Outros clamam que a medida não violaria a independência do BC porque esta diria respeito somente à política monetária, quando o caso se refere à política fiscal. Não veem (ou fingem não ver) que essa linha de argumentação limitaria qualquer ação do BCRA que tenha efeitos fiscais. Uma elevação de taxa de juros, por exemplo, poderia ser questionada com base na mesma lógica.
Defendem ainda que o princípio da independência plena dos bancos centrais seria "antidemocrático", embora todas as grandes democracias deste lado da galáxia adotem nada menos que a independência plena dos bancos centrais (e, não, o Federal Reserve não tem uma "independência razoável" como o BC brasileiro: seus diretores têm mandatos fixos e escolhem sua própria meta de inflação).

Dados disponíveis:
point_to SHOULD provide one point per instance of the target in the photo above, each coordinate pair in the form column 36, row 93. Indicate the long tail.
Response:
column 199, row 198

Lista de tarefas:
1 > Reescreva o trecho sobre a independência do BC começando em "Outros clamam que" e terminando em "na mesma lógica.", trocando "política monetária" por "política cambial".
2 > Dê continuidade ao texto sobre a independência dos bancos centrais, prosseguindo a partir da última frase.
A listagem é um material à parte, independente do trecho citado.

Respostas:
1 >
Outros clamam que a medida não violaria a independência do BC porque esta diria respeito somente à política cambial, quando o caso se refere à política fiscal. Não veem (ou fingem não ver) que essa linha de argumentação limitaria qualquer ação do BCRA que tenha efeitos fiscais. Uma elevação de taxa de juros, por exemplo, poderia ser questionada com base na mesma lógica.

2 >
Esse arranjo não surgiu por acaso. Da mesma forma que a lei limita o poder do soberano, BCs independentes foram criados exatamente para evitar que um bem público, a estabilidade de preços, pudesse ser ameaçado pelas conveniências políticas do príncipe. Democracias descobriram que certas amarras autoimpostas são cruciais para prevenir que o canto das sereias produza resultados que lhes causem danos às vezes irreparáveis, mas parece haver quem ainda não tenha amadurecido o suficiente para compreender isso.

Alexandre Schwartsman, 46, é economista-chefe do Grupo Santander Brasil, doutor em economia pela Universidade da Califórnia (Berkeley) e ex-diretor de Assuntos Internacionais do Banco Central.